WORK INSTRUCTION:
Exactly as written, return the entries below, minus any pictures.

##### DATA EXCERPTS

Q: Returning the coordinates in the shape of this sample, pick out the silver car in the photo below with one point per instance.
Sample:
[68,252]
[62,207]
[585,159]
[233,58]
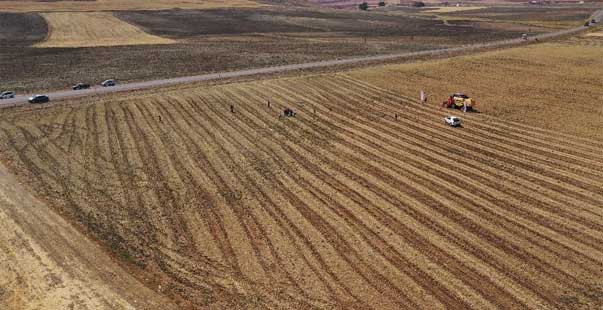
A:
[108,83]
[7,95]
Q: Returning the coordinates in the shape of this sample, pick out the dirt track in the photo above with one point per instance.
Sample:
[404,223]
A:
[340,206]
[60,95]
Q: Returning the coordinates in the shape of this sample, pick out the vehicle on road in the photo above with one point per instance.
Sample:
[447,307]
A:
[108,83]
[7,94]
[79,86]
[38,99]
[453,121]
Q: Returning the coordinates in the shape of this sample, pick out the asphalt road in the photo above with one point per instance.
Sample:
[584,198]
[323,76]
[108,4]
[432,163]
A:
[97,90]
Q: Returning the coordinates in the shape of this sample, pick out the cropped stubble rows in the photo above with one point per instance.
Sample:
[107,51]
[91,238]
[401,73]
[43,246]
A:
[341,205]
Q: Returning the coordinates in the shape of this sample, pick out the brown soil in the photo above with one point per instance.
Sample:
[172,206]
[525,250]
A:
[341,206]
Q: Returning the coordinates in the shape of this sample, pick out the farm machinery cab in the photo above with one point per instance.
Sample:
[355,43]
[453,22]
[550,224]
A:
[459,101]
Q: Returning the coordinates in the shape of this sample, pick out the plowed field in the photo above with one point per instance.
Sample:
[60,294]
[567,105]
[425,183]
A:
[94,29]
[117,5]
[343,205]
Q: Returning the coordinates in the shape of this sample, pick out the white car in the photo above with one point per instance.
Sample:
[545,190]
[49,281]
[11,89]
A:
[7,95]
[453,121]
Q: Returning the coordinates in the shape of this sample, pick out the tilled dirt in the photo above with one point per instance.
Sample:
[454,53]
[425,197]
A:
[46,264]
[343,205]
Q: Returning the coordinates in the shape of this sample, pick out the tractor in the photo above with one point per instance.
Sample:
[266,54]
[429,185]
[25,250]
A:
[459,101]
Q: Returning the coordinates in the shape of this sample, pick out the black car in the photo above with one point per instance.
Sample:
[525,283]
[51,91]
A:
[38,99]
[79,86]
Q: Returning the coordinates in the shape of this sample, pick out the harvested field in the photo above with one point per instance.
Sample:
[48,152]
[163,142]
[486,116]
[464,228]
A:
[557,86]
[70,30]
[566,16]
[224,40]
[46,264]
[21,30]
[341,206]
[450,9]
[118,5]
[188,23]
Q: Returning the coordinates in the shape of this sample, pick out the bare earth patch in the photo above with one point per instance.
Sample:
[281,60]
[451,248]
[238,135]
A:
[94,29]
[119,5]
[46,264]
[454,9]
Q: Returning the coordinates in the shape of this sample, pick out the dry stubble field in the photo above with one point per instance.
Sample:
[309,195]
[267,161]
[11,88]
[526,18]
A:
[340,206]
[68,29]
[117,5]
[556,86]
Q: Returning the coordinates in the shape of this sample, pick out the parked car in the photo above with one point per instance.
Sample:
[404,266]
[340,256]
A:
[79,86]
[7,94]
[453,121]
[38,99]
[108,83]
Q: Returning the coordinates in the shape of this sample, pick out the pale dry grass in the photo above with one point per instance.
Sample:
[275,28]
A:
[94,29]
[450,9]
[119,5]
[556,86]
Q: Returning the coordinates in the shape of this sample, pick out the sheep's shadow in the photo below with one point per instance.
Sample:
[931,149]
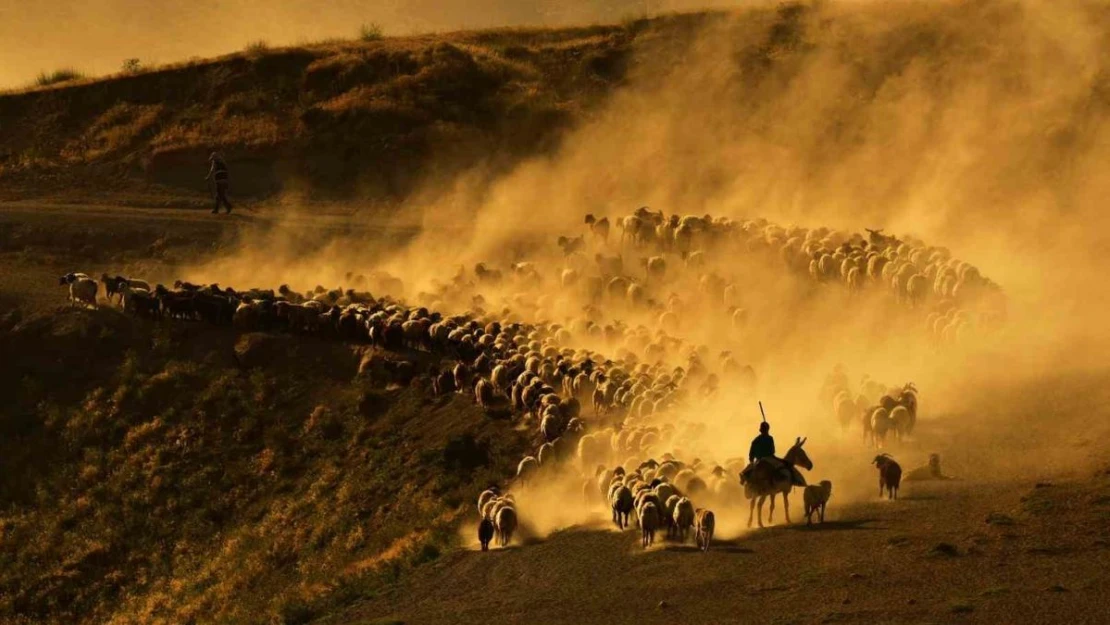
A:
[726,546]
[834,526]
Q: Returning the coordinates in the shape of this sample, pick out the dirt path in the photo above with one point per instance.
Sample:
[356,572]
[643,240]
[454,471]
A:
[929,557]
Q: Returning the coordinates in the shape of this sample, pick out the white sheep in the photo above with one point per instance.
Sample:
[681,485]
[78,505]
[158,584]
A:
[816,497]
[526,469]
[505,521]
[684,517]
[704,524]
[648,522]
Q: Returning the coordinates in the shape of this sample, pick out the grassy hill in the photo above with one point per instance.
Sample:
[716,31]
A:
[161,474]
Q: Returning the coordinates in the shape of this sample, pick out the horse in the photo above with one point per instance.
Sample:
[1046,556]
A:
[769,481]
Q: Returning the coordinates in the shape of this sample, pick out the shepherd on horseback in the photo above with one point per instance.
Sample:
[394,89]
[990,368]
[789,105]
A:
[768,475]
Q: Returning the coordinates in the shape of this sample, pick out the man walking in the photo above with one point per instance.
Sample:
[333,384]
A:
[218,173]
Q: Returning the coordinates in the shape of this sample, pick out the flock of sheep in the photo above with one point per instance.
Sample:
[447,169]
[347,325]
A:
[880,410]
[593,353]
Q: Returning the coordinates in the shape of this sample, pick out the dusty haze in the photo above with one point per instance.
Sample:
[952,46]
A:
[978,127]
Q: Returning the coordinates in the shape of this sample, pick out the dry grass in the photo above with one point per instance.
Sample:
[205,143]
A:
[64,74]
[167,485]
[367,101]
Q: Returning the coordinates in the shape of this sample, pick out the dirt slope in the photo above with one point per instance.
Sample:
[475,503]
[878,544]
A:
[1028,547]
[365,119]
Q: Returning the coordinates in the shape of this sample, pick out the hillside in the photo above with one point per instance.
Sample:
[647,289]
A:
[333,120]
[171,474]
[294,465]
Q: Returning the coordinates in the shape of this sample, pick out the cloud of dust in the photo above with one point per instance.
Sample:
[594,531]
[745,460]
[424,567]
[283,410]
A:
[976,125]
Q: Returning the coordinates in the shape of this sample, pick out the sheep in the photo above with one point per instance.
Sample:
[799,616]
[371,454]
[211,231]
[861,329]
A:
[485,533]
[648,522]
[571,245]
[655,269]
[486,496]
[506,524]
[889,475]
[526,469]
[704,523]
[684,517]
[483,393]
[816,497]
[928,472]
[598,227]
[879,425]
[82,289]
[900,422]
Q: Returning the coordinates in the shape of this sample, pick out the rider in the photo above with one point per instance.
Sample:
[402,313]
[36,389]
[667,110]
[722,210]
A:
[763,449]
[762,445]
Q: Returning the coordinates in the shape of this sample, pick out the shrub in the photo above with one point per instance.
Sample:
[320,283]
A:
[63,74]
[371,32]
[256,47]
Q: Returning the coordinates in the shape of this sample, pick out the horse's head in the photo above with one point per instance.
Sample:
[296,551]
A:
[797,455]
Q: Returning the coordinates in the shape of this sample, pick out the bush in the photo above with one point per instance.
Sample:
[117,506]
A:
[63,74]
[371,32]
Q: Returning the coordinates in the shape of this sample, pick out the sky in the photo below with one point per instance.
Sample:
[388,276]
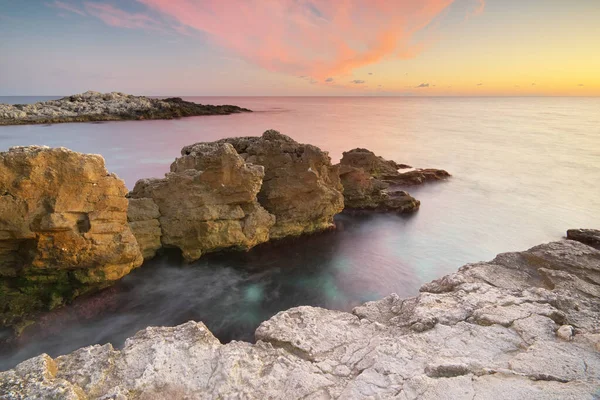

##########

EXERCISE OUTPUT:
Q: Returning the coordinates in the shape of this sample, pick out the silver car in the photo below with one point per instance.
Sample:
[68,252]
[62,207]
[585,159]
[233,58]
A:
[108,83]
[7,95]
Q: Returning the coordinates in the shape of this sample, pick out the dirt track in the photo above with one point per instance.
Sample:
[404,223]
A:
[340,206]
[60,95]
Q: Returning the coordinates in the shape of this sample, pick out the vehicle on road in the photo above with one point per instance.
Sample:
[447,307]
A:
[108,83]
[7,94]
[79,86]
[38,99]
[453,121]
Q: Returning the coordinates in the shape of this sample, pick out the asphalt road in the photo above with one point per instance.
Sample:
[584,198]
[323,76]
[108,4]
[432,163]
A:
[97,90]
Q: Returning the coordinates in the shape of this sample, pick out the cropped stubble rows in the photo above with one point per instance.
Sample:
[107,51]
[91,238]
[401,73]
[43,246]
A:
[341,205]
Q: Returning the coordinates in the shape of this sample, pick out the brown soil in the photo above with one point per instance.
Sample:
[172,206]
[525,250]
A:
[341,206]
Q: Returning the coordinates in the shape of this sample, pick out the farm machinery cab in the photo above with one point per instance.
Sample:
[355,43]
[453,22]
[550,224]
A:
[459,101]
Q: Returning the coordinates in the shape of this sample, pick out the plowed field in the photo above with one point per instance.
Sample:
[60,294]
[567,105]
[425,183]
A:
[94,29]
[117,5]
[343,205]
Q: Returning the coordinates in the shape of this sample, pick out the white car in the photo above with one point per instance.
Sample:
[545,190]
[49,281]
[11,89]
A:
[7,95]
[453,121]
Q: Returning the coordinates in the shape of this sample, pick out the tilled dirt in the photo above with one point per instance.
Sample:
[454,53]
[425,197]
A:
[46,264]
[343,205]
Q: Returning the coordinates in the shape of this sample, pick out the tractor in the photo above with one point per instance.
Sample:
[266,54]
[429,185]
[25,250]
A:
[459,101]
Q: Returning the coordinates in the shape of this sample, pick out the black car in the photo above with one point per instance.
Sample:
[525,283]
[51,91]
A:
[38,99]
[79,86]
Q: Returning the coordinates in the shape of this sample, pick out the harvested field in the photo above with one point per instance.
Sample:
[48,152]
[163,142]
[486,116]
[464,228]
A:
[557,86]
[70,30]
[566,16]
[224,40]
[46,264]
[21,30]
[341,206]
[450,9]
[118,5]
[188,23]
Q: Returning the coordinates in the shape of this sample, pick out the bare earth patch in the photo above with one point per instance.
Sample:
[281,60]
[451,248]
[238,135]
A:
[94,29]
[119,5]
[46,264]
[454,9]
Q: Returning the coordinates in the shape of this sample, pick out the dry stubble field in the photo above with one point per instance.
Sample:
[309,195]
[267,161]
[11,88]
[526,18]
A:
[340,206]
[68,29]
[117,5]
[556,86]
Q: Returning the coordinates in the shape of this sample, pick out the parked car in the photo above with one point per instance.
Sample:
[404,266]
[340,256]
A:
[79,86]
[7,94]
[453,121]
[38,99]
[108,83]
Q: Returning the coordinates in the shape of this sample, pick out the pale dry grass in the photo above with one point per instance.
Sample:
[275,28]
A:
[94,29]
[450,9]
[119,5]
[556,86]
Q: Returning the coordinates in the shape of this sample, pick out the sheep's shadow in the photo below with one point per instance.
Sample:
[931,149]
A:
[726,546]
[834,526]
Q: Returning the coordinates in the shape of this sample, pick out the dirt path in the photo above with one point per instance.
Sample:
[356,572]
[643,240]
[454,471]
A:
[929,557]
Q: Returning the coordinates in the shape of this sample, pick out the white sheep in the photo above with one point per instance.
Sample:
[681,485]
[78,505]
[158,584]
A:
[816,497]
[526,469]
[505,521]
[684,517]
[704,524]
[648,522]
Q: Returning the coordinates in the shape of this sample, pick out the grassy hill in the photo above with one point per instance.
Sample:
[716,31]
A:
[161,474]
Q: Returning the coordinates in the shape of this sample, pick out the horse in the photo above with one point per instance.
Sample:
[1046,556]
A:
[769,481]
Q: Returning the coordinates in the shape of this sample, pick out the shepherd on horseback in the photo above with one point per instance.
Sample:
[394,89]
[990,368]
[789,105]
A:
[768,475]
Q: Returning the coordinates in the shape of this sample, pick out the man walking in the photo above with one point per instance.
Sample:
[333,384]
A:
[218,173]
Q: Returning the coordinates in the shape of this sample, pick out the flock of sheep in the photo above with one point per instance.
Sample:
[447,169]
[347,325]
A:
[880,410]
[593,353]
Q: Returning the coordinates in the shape of this sample, pick out the dusty haze in the photo above with one point per instance.
Sample:
[952,46]
A:
[978,127]
Q: Returning the coordinates in the shape of this sample, pick out the dry grass in the photo above with one point per instance.
Sample:
[205,143]
A:
[64,74]
[167,485]
[367,101]
Q: Returning the coordinates in the shape of this sample, pick out the dirt slope in the photo above with one point per instance.
Sample:
[475,503]
[878,544]
A:
[1028,547]
[365,119]
Q: Returning the coordinates in the shape of this sample, pick out the hillside in the photo above with one point per instance.
Sample:
[647,289]
A:
[333,120]
[171,474]
[294,465]
Q: Returning the coordinates in the shape of this sample, pick out the cloud of dust in the photo above with one point per instance.
Sample:
[594,531]
[745,460]
[424,567]
[283,410]
A:
[976,125]
Q: Returning the coordinates in the shape of this sample, pick out the sheep in the photo above with one point per instance.
Sample:
[799,616]
[371,454]
[211,231]
[861,329]
A:
[485,533]
[648,522]
[571,245]
[655,269]
[486,496]
[506,524]
[889,475]
[526,469]
[704,523]
[684,517]
[483,393]
[816,497]
[928,472]
[598,227]
[879,425]
[82,289]
[900,422]
Q: Returning the coordinates in the shape of this sample, pick out the rider in the photo above with one point per instance.
Sample:
[402,313]
[36,389]
[667,110]
[722,210]
A:
[763,449]
[762,445]
Q: Returning the coordinates in the shape of this sample, pick out the shrub in the photo above with one point per instance.
Sample:
[320,283]
A:
[63,74]
[371,32]
[256,47]
Q: Returning the coordinates in the shape of this sample, pick out the horse's head in the photo above with one point per instance.
Sample:
[296,551]
A:
[797,455]
Q: Returning the coordinates in the shape of this sample, pick out the bush in the photo above with one point per instance.
Sample:
[117,506]
A:
[63,74]
[371,32]
Q: Returning the coordinates in the shape of this sample, pick out the sky in the photo below with one point per instance.
Sample:
[388,276]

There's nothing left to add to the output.